**Challenge**
Reproduce word for word the lines of the records from the one containing "Would you point at the catcher's helmet" through the end of the records, both included. Leave the pictures out of your answer.

**Information supplied**
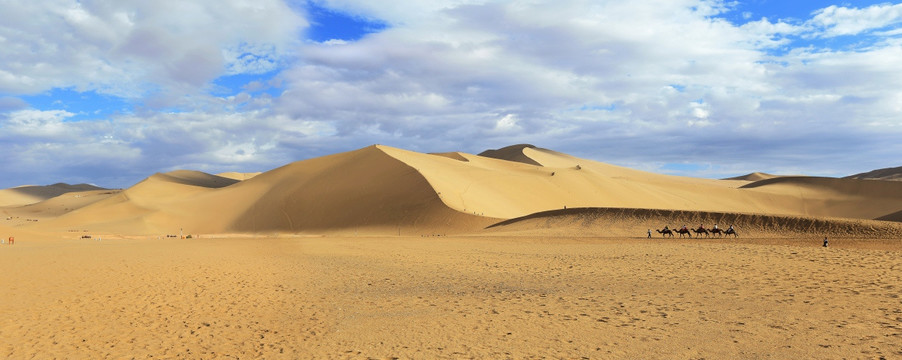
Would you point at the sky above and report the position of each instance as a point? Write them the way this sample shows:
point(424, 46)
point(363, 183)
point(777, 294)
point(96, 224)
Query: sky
point(108, 92)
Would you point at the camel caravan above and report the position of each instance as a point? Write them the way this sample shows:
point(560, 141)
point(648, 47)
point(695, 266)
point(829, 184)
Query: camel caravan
point(715, 231)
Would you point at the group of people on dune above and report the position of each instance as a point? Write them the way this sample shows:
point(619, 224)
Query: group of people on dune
point(701, 229)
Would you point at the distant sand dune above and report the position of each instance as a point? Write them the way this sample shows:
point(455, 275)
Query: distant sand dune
point(385, 190)
point(30, 194)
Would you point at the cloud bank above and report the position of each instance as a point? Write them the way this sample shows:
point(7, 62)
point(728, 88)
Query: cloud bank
point(669, 87)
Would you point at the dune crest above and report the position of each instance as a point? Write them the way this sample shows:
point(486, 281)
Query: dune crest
point(31, 194)
point(891, 174)
point(755, 176)
point(385, 190)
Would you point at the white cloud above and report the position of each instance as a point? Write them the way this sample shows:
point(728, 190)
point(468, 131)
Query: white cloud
point(598, 79)
point(837, 21)
point(131, 48)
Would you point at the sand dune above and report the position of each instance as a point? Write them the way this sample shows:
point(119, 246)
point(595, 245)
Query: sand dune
point(893, 174)
point(385, 190)
point(238, 176)
point(755, 176)
point(620, 222)
point(326, 258)
point(30, 194)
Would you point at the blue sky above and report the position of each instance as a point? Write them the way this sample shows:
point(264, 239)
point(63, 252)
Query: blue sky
point(103, 92)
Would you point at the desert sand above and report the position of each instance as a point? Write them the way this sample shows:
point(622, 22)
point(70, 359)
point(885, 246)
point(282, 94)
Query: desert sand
point(520, 252)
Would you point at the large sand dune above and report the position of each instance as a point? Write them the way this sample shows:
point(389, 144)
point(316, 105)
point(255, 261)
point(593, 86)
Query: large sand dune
point(385, 190)
point(541, 255)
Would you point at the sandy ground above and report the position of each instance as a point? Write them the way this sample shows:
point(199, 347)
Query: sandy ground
point(450, 297)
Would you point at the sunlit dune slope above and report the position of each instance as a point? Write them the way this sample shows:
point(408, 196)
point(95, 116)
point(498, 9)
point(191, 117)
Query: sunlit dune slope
point(153, 205)
point(385, 190)
point(552, 180)
point(366, 190)
point(819, 196)
point(25, 195)
point(359, 191)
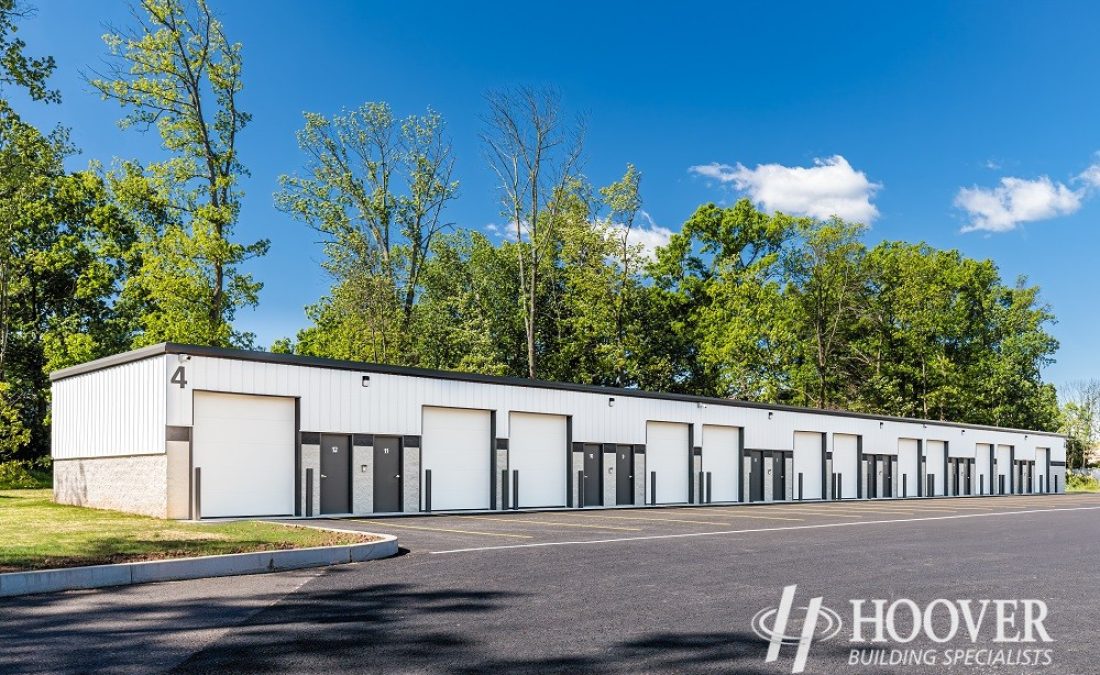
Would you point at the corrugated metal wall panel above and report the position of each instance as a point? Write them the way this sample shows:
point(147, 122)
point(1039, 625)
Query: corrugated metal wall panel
point(336, 401)
point(111, 412)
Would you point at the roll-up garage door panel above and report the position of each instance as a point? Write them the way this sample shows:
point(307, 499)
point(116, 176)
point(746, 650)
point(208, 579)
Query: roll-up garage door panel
point(537, 449)
point(457, 451)
point(721, 451)
point(244, 446)
point(807, 462)
point(667, 455)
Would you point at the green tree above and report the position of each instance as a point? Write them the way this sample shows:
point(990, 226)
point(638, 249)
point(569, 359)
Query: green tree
point(1080, 420)
point(17, 68)
point(59, 270)
point(58, 255)
point(824, 281)
point(177, 72)
point(725, 312)
point(466, 318)
point(376, 189)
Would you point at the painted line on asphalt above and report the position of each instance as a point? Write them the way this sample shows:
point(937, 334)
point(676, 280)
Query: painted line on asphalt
point(550, 522)
point(730, 515)
point(393, 524)
point(695, 522)
point(728, 532)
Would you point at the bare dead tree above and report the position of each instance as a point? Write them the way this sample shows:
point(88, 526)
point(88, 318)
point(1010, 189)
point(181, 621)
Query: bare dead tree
point(535, 152)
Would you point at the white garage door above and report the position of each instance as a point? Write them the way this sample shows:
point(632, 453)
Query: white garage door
point(244, 445)
point(721, 451)
point(846, 463)
point(667, 454)
point(807, 463)
point(537, 449)
point(934, 466)
point(455, 447)
point(1041, 455)
point(909, 466)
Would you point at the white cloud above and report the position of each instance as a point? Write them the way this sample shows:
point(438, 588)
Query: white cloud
point(1090, 176)
point(1020, 200)
point(829, 187)
point(649, 236)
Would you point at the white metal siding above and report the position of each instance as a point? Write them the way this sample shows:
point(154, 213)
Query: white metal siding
point(667, 450)
point(807, 463)
point(537, 449)
point(244, 445)
point(721, 457)
point(111, 412)
point(336, 401)
point(455, 447)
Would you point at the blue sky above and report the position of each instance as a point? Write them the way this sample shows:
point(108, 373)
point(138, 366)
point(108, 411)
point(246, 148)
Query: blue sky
point(928, 119)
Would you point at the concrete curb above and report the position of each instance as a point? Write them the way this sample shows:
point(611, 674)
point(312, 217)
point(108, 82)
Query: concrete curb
point(124, 574)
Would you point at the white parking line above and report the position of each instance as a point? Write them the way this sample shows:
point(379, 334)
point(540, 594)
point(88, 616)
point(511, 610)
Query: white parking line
point(726, 532)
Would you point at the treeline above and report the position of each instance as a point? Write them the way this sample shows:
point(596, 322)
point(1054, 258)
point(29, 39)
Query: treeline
point(737, 303)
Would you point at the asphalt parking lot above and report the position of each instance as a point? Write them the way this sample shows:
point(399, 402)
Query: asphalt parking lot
point(589, 591)
point(441, 533)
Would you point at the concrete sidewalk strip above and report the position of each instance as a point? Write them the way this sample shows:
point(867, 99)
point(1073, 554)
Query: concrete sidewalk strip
point(124, 574)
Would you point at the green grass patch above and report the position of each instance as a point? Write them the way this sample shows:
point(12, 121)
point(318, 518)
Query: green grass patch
point(22, 474)
point(35, 533)
point(1076, 483)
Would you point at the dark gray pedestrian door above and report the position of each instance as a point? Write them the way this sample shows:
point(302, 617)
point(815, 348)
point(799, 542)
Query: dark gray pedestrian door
point(756, 476)
point(387, 474)
point(336, 474)
point(624, 474)
point(779, 476)
point(593, 493)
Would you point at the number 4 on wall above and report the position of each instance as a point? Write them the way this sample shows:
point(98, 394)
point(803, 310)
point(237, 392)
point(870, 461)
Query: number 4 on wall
point(179, 377)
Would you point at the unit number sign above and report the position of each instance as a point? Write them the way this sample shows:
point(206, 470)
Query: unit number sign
point(179, 377)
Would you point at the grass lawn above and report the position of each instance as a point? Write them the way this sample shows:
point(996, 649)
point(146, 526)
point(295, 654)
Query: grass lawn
point(35, 533)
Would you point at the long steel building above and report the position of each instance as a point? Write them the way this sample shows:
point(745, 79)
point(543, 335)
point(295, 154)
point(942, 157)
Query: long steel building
point(183, 432)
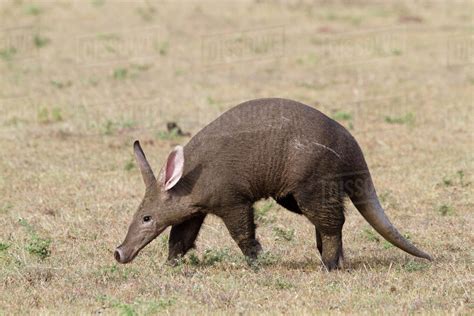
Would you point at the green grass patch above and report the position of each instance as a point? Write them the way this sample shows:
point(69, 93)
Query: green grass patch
point(137, 307)
point(8, 53)
point(445, 210)
point(40, 41)
point(46, 116)
point(6, 207)
point(36, 246)
point(413, 266)
point(4, 246)
point(262, 210)
point(213, 256)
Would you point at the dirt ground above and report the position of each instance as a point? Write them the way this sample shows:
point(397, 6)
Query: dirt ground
point(81, 80)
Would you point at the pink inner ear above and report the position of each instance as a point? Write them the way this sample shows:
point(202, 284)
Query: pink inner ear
point(170, 166)
point(174, 168)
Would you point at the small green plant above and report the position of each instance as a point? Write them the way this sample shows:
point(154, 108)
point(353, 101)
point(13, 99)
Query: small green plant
point(213, 256)
point(445, 210)
point(447, 181)
point(45, 116)
point(7, 53)
point(283, 234)
point(6, 207)
point(413, 266)
point(194, 259)
point(283, 284)
point(109, 128)
point(454, 180)
point(120, 73)
point(266, 258)
point(460, 174)
point(4, 246)
point(262, 212)
point(407, 119)
point(40, 41)
point(37, 246)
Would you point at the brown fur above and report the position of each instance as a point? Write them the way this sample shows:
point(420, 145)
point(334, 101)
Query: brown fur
point(259, 149)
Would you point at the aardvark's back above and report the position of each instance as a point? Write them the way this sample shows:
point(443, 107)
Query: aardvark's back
point(266, 147)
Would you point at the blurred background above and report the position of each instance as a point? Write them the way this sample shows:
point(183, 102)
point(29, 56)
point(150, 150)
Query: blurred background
point(80, 80)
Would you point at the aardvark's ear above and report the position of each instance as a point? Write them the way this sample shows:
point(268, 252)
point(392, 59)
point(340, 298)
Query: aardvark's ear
point(147, 172)
point(173, 169)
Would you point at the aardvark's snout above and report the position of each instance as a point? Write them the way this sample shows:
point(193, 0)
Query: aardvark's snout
point(121, 257)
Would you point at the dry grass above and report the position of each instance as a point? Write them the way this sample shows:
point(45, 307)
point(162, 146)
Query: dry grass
point(79, 81)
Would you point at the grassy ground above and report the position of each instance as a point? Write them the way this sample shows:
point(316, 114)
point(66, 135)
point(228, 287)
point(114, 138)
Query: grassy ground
point(80, 80)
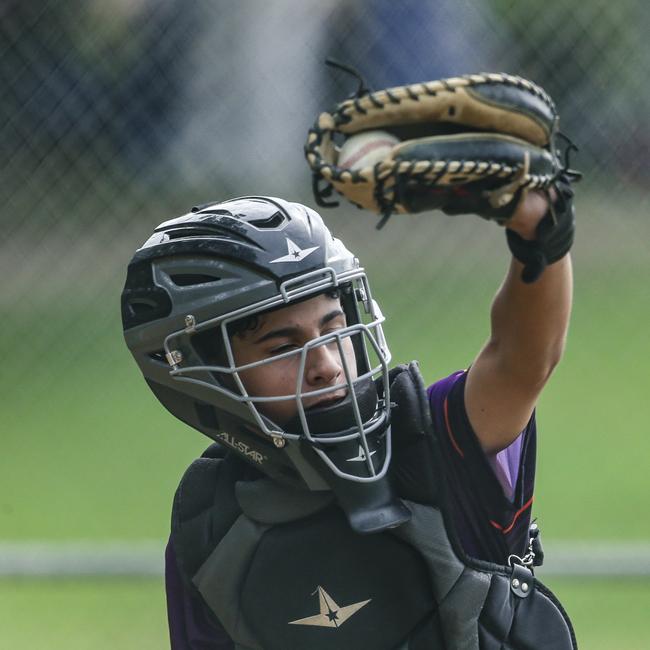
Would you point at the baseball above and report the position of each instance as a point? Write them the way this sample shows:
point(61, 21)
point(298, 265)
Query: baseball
point(366, 149)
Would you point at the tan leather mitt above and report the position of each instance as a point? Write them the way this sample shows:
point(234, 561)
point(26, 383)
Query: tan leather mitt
point(470, 144)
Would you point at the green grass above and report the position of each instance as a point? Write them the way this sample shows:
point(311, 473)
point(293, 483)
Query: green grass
point(130, 614)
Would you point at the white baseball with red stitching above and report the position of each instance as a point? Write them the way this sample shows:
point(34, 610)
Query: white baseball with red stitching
point(366, 149)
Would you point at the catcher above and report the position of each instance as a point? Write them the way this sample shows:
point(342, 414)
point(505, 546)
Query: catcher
point(345, 504)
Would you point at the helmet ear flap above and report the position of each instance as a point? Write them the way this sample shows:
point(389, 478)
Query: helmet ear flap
point(142, 300)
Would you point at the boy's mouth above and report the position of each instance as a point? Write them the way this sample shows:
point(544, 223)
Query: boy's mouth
point(329, 400)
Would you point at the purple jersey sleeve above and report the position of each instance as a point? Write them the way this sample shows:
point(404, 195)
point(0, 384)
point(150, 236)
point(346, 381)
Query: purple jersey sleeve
point(190, 627)
point(489, 496)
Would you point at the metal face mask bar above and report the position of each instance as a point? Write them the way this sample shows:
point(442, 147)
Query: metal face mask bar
point(370, 338)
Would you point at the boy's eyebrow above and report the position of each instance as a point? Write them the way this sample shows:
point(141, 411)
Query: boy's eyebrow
point(291, 330)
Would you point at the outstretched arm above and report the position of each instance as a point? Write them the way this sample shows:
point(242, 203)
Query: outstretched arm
point(529, 327)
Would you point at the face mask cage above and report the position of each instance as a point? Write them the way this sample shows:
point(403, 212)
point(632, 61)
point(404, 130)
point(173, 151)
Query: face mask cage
point(371, 358)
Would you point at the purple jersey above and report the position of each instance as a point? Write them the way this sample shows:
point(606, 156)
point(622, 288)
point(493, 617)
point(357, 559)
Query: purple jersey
point(489, 498)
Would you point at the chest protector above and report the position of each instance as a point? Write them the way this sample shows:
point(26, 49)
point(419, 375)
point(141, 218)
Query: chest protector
point(281, 569)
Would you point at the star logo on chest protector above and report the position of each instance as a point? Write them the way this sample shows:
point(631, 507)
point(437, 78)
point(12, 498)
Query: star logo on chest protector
point(295, 253)
point(331, 615)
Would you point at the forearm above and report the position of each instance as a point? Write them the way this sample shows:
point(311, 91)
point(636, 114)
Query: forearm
point(530, 322)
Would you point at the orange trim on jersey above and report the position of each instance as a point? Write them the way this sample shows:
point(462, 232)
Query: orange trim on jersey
point(505, 531)
point(449, 431)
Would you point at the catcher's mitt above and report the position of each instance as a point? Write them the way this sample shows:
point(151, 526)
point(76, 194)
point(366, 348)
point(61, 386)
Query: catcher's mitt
point(466, 144)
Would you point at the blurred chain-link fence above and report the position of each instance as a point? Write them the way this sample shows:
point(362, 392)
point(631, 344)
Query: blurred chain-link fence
point(118, 114)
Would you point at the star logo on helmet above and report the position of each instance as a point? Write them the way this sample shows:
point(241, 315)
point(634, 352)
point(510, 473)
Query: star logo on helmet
point(331, 615)
point(295, 253)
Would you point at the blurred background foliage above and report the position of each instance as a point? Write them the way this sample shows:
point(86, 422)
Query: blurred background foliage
point(119, 114)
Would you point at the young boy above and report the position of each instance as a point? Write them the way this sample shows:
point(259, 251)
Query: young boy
point(345, 506)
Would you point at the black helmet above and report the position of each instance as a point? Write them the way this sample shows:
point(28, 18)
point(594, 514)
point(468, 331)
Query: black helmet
point(203, 274)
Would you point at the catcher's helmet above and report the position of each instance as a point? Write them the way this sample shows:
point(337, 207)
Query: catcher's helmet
point(197, 277)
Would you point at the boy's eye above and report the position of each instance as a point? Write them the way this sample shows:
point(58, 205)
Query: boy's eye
point(285, 347)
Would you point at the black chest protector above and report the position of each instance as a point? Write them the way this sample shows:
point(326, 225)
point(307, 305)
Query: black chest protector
point(281, 569)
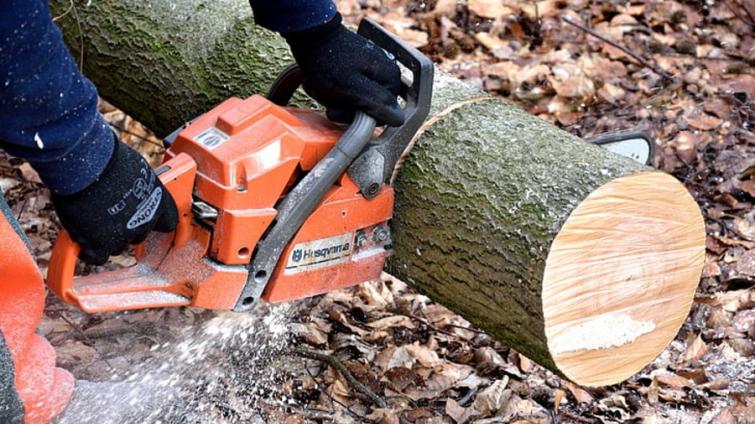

**Correct output**
Would you point at the catcher's helmet above and report the position of each instance as a point? Write them the way this sample shows:
point(337, 207)
Query: catcher's helmet
point(197, 277)
Would you point at the boy's eye above and report the position of each instance as a point? Write them the way this sample shows:
point(58, 205)
Query: boy's eye
point(285, 347)
Would you point at the black chest protector above and report the position of each instance as a point? Write them the way this sample shows:
point(326, 225)
point(307, 305)
Query: black chest protector
point(281, 569)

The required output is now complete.